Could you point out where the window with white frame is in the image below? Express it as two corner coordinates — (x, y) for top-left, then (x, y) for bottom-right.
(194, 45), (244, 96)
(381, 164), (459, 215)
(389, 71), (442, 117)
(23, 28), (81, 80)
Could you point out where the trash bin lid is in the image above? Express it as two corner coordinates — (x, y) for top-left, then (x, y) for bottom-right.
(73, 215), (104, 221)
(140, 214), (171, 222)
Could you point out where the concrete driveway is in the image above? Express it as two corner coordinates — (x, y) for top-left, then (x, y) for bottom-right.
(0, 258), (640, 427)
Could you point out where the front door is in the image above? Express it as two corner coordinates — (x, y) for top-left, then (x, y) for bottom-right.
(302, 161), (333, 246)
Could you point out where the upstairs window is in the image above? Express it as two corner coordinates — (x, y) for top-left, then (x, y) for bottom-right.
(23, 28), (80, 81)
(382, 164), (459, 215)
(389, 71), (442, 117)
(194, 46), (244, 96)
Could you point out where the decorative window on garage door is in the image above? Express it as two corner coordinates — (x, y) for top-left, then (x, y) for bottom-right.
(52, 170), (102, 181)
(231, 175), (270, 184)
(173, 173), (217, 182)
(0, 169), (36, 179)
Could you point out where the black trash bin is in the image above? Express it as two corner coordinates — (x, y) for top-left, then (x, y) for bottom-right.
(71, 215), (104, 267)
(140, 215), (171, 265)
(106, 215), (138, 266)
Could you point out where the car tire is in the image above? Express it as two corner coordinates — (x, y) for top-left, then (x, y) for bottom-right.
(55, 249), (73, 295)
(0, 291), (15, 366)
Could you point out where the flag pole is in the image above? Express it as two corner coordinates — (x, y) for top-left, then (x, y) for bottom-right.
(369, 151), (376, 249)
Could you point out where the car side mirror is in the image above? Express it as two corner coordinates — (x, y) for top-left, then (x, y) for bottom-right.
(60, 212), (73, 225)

──────────

Copy out the part that opens with the line containing "Could you point out where the car tire" and closes with the line containing "(369, 151), (376, 249)", keeping every line exactly as it appears in the items.

» **SOLUTION TO THIS TASK**:
Could you point out where the car tire is in the image above? Express it as two corner coordinates — (x, y) for top-left, then (x, y) for bottom-right.
(55, 249), (73, 295)
(0, 291), (15, 366)
Could you point out where the flag pole is in the image above? Express it as two corner coordinates — (x, y) for top-left, then (x, y) for bottom-right.
(369, 151), (376, 249)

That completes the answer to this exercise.